Key benchmark indices retained positive zone in afternoon trade after the Finance Minister P Chidambaram said fiscal deficit will be contained at 4.6% of GDP for the year ending 31 March 2014 (2013/14) and the current account deficit (CAD) will be contained at $45 billion in 2013/14. The barometer index, the S&P BSE Sensex, was up 64.77 points or 0.32%, up 92.64 points from the day's low and off 50.17 points from the day's high. The market breadth, indicating the overall health of the market was negative.

========================================

== TASK 1 ==
Rewrite the records from the line that contains "One point lands on each instance of the firefighter helmet;" through the end of the records as a Markdown table with the columns Row and Line. Leave out blank lines.

== DATA PROVIDED ==
========================================

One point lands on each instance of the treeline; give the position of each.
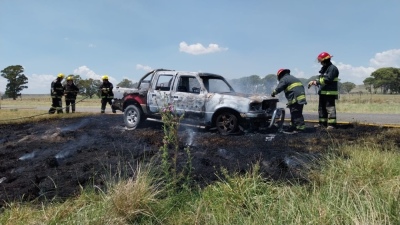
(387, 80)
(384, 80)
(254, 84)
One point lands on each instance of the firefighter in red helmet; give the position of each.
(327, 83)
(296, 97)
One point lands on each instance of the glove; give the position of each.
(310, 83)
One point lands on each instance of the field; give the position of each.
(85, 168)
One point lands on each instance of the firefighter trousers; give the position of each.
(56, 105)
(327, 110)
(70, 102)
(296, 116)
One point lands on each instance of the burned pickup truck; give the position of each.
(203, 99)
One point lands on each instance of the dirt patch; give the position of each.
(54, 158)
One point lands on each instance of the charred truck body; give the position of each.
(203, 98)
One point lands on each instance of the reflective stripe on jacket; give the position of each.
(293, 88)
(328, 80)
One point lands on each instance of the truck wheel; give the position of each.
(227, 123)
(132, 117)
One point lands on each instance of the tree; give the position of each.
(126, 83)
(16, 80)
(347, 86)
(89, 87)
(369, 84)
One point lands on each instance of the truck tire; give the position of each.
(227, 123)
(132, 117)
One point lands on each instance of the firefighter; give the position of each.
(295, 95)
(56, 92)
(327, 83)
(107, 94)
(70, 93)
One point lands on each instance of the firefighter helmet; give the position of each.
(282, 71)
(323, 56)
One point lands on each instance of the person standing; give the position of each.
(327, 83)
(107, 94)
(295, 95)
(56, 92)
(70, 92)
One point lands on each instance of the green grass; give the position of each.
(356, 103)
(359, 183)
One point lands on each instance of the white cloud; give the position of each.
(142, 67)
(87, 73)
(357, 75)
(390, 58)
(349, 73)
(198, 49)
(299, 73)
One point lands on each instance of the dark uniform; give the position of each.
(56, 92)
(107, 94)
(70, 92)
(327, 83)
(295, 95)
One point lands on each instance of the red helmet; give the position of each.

========================================

== TASK 2 ==
Reproduce the stretch of the market report from "Key benchmark indices" through "market was negative." word for word.

== TASK SOLUTION 1 ==
| Row | Line |
|---|---|
| 1 | One point lands on each instance of the firefighter helmet; give the position of each. |
| 2 | (282, 71) |
| 3 | (323, 56) |
| 4 | One point lands on each instance of the person standing; give the position of each. |
| 5 | (327, 83) |
| 6 | (107, 94) |
| 7 | (295, 95) |
| 8 | (56, 92) |
| 9 | (70, 92) |
| 10 | One point lands on each instance of the green grass; give the position of each. |
| 11 | (356, 103) |
| 12 | (359, 183) |
| 13 | One point lands on each instance of the white cloud; give the position of each. |
| 14 | (142, 67) |
| 15 | (87, 73) |
| 16 | (357, 75) |
| 17 | (390, 58) |
| 18 | (349, 73) |
| 19 | (198, 49) |
| 20 | (299, 73) |
| 21 | One point lands on each instance of the dark uniform; give the position of each. |
| 22 | (56, 92) |
| 23 | (107, 94) |
| 24 | (70, 92) |
| 25 | (327, 83) |
| 26 | (295, 95) |
| 27 | One point lands on each instance of the red helmet; give the position of each. |

== TASK SOLUTION 2 ==
Key benchmark indices retained positive zone in afternoon trade after the Finance Minister P Chidambaram said fiscal deficit will be contained at 4.6% of GDP for the year ending 31 March 2014 (2013/14) and the current account deficit (CAD) will be contained at $45 billion in 2013/14. The barometer index, the S&P BSE Sensex, was up 64.77 points or 0.32%, up 92.64 points from the day's low and off 50.17 points from the day's high. The market breadth, indicating the overall health of the market was negative.